Listed records:
▼

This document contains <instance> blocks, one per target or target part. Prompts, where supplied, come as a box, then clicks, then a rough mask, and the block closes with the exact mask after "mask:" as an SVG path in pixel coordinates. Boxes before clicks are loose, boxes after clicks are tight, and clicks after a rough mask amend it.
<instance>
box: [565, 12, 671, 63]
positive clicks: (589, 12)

▲
▼

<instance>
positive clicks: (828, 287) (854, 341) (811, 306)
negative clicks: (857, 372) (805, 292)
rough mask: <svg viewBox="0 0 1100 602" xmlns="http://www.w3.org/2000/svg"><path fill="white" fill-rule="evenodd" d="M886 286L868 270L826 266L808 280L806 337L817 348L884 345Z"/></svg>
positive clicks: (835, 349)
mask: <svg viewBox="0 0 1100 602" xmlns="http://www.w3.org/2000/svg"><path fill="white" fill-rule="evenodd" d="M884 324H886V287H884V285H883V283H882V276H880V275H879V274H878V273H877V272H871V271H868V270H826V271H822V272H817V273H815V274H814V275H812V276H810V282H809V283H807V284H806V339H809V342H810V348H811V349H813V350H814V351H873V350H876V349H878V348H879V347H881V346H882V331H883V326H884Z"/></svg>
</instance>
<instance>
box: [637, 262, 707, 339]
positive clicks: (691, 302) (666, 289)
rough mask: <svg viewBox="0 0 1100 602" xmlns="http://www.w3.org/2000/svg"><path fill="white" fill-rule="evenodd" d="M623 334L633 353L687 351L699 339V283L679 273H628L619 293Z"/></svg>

▲

Assignment: Copy the material starting with the line that contains "This document contains" and going on through the line that contains "positive clicks: (589, 12)", both included, keeping every character as it appears.

Answer space:
This document contains <instance> blocks, one per target or target part. Prompts, where supplied, come as a box, then clicks, then a rough mask, and the block closes with the exact mask after "mask:" as an SVG path in pixel coordinates. Boxes before clicks are loose, boxes after clicks are tight, and clicks after a rough mask amend it.
<instance>
box: [565, 12, 671, 63]
positive clicks: (589, 12)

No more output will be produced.